#été2023 #06 | 0202

J’ai pas vraiment d’argent sur moi. Juste de quoi acheter une baguette. Et encore, la dernière fois manquait deux ou trois centimes. J’ai pas de billet dans mon portefeuille, une poignée de pièces qui comblent à peine le vide. Et pourquoi j’en aurais, y en a plus besoin ? J’ai une carte, un code, et voilà. Et encore, du code on peut s’en passer maintenant. Et pas de code, pas de contact. L’argent, même trois fois rien, si y en a qui le jette par les fenêtres, ça s’envoie aussi en l’air. Oh, c’est du code quand même, mais pas le mien. C’est en champ invisible, souterrain, crypté dans un chiffre impénétrable. Enfin ça dépend pour qui. Et en même temps c’est de l’onde pure, c’est de la fréquence. Haute, basse, j’en sais rien. Les deux peut-être, et ça dépend du prix ? Et si ça se trouve, tu peux le capter sur la FM. Ça peut donner quoi comme genre de musique une transaction financière ? En tout cas c’est dans l’air. Dans les lignes souterraines aussi, mais d’abord dans l’air. À se demander si à un moment donné il va pas s’agir de « vendre de l’air, négocier avec de l’air » disait Jean-Pierre Camus. Eh oui, Jean-Pierre.

EXERCICE
Poursuivez, s'il vous plaît, le texte sur l'argent à partir de l'endroit où il s'arrête. Les enregistrements ne sont pas nécessaires.

JEU DE DONNÉES
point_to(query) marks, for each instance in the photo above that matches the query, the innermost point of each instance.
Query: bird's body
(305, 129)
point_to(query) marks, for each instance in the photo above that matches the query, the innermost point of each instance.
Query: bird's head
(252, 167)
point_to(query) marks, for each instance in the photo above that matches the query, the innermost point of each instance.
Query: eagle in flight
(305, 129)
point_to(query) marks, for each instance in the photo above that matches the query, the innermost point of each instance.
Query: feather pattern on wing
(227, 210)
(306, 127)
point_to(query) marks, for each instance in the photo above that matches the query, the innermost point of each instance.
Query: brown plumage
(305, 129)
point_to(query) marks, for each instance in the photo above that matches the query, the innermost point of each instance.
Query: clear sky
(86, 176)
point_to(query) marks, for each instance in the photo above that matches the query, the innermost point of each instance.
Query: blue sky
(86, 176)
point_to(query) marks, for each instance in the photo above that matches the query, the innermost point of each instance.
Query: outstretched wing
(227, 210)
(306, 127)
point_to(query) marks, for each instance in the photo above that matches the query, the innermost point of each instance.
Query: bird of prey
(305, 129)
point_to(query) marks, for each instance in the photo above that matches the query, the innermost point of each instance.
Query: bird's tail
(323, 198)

---

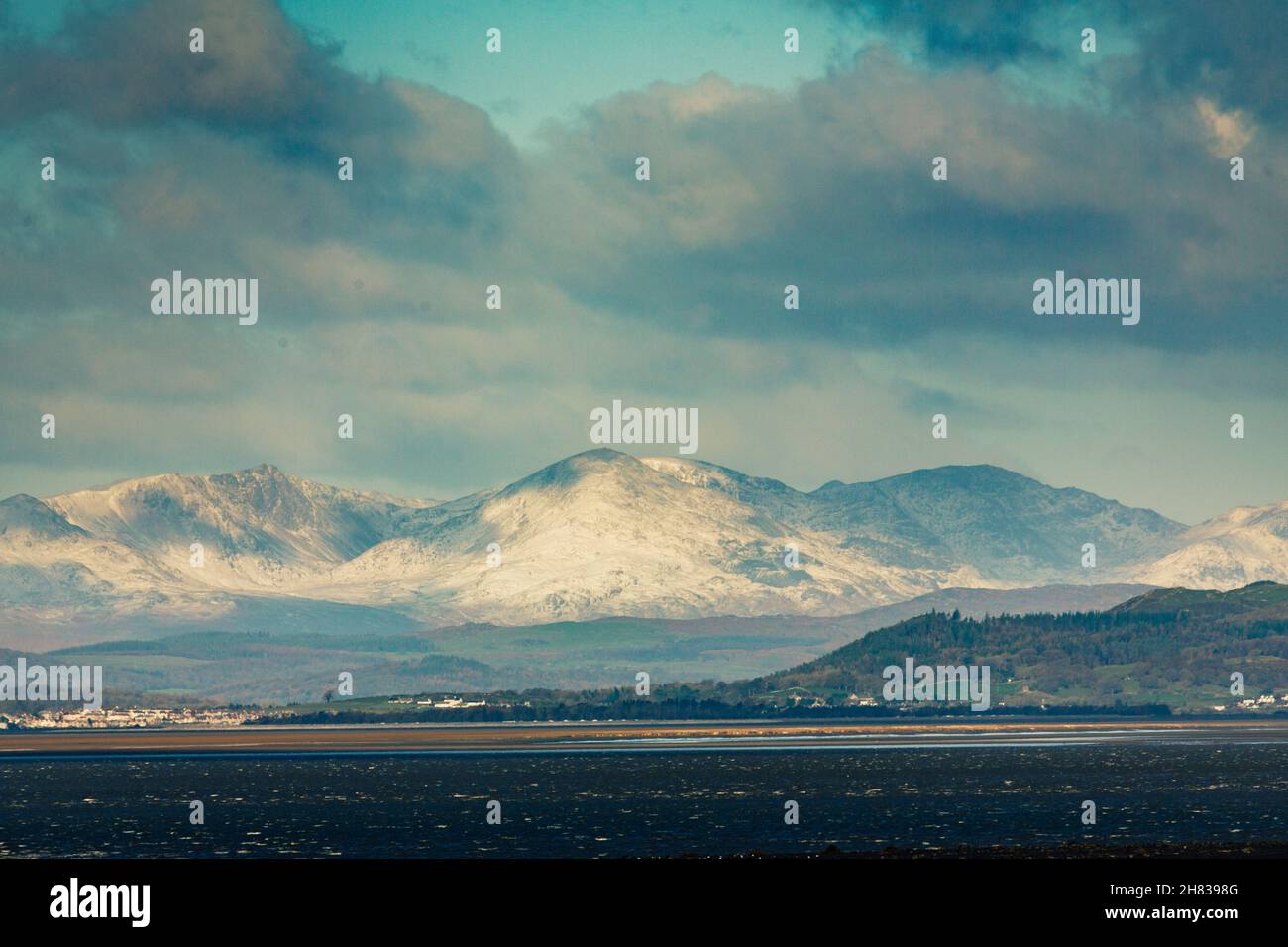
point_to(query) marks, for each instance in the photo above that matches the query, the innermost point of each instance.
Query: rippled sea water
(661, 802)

---

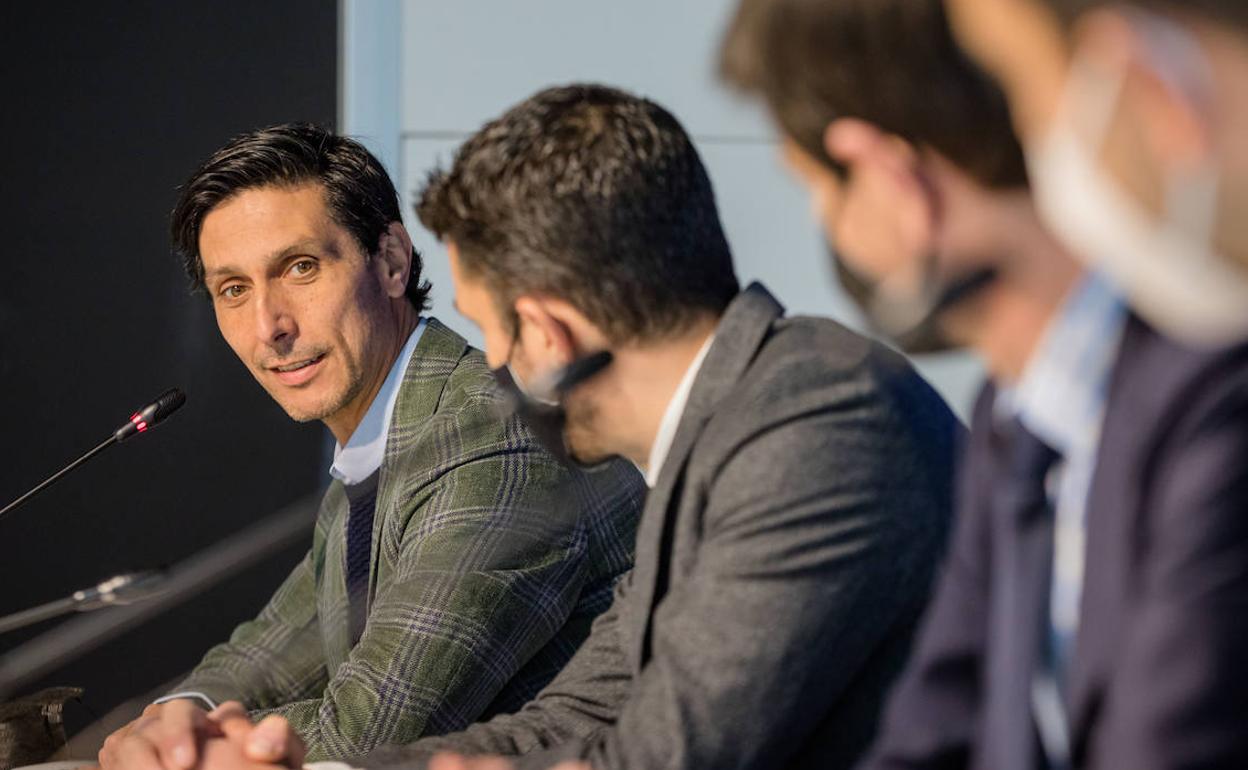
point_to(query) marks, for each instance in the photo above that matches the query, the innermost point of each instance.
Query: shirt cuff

RÉSULTAT
900 F par mois. C’était pas cher mon meublé quatre mètres sur quatre. Pas pratique, avec les toilettes et une douche commune à l’extérieur, mais pas cher. On était combien comme ça ? Quatre, cinq ? Pour un cabinet qui s’occupait surtout de grands appartements dans le centre de Bordeaux, c’était de l’argent de poche ces studettes. Si ça se trouve, il cherchait à s’en débarrasser. Le jour où je suis venu pour visiter et récupérer éventuellement la clef, je me suis retrouvé tout seul devant une espèce de coursive de béton fendu, entre une haie buissonnante et une façade blanche, derrière une grille rouge à repeindre. J’ai dû marcher pour trouver une cabine, en face d’un petit Auchan. J’ai appelé avec une carte téléphonique, que j’ai peut-être achetée au bureau de tabac du coin, comme je le ferais ensuite régulièrement, avec un paquet de Chesterfield et les Inrocks ou Magic ! On m’avait oublié. On envoyait quelqu’un pour me remettre les clefs. Je suis retourné devant la grille et j’ai attendu le livreur, les clefs. Combien de temps… ? Et j’envoyais un chèque par courrier en début de mois. 16 m2, avec des meubles ni en bois ni en carton, c’est suffisant pour relire ses notes brouillonnes, noircir les blocs d’exercices ratés, feuilleter ses bouquins en écoutant un disque ou la radio. Ça valait vraiment pas plus de mille balles ces pigeonniers. J’parie qu’aujourd’hui, euro et inflation compris, c’est le double. Si ça a pas été détruit.

Avant les soirées à la Victoire, il fallait retirer à La Poste de Talence, place de l’église. J’y allais en bus accordéon. Je me plaçais près de la porte arrière, accroché à une barre, et pour économiser les tickets, je ne compostais pas et regardais à l’approche de chaque arrêt s’il y avait des hommes en uniforme. Pour deux ou trois arrêts, généralement, ça passait. En plus les contrôleurs montaient par-devant, je descendais derrière. Jusqu’au jour où il y a eu plus de contrôleurs, en uniformes banalisés, bloquant tous les accès et demandant les tickets à ceux qui descendaient pour un coup de filet d’amendes augmentées, en plus !

De tous les billets précédents le passage à l’euro, c’est celui de 500 F, le Pascal, que je revois le mieux. J’en ai pourtant jamais eu dans mes portefeuilles.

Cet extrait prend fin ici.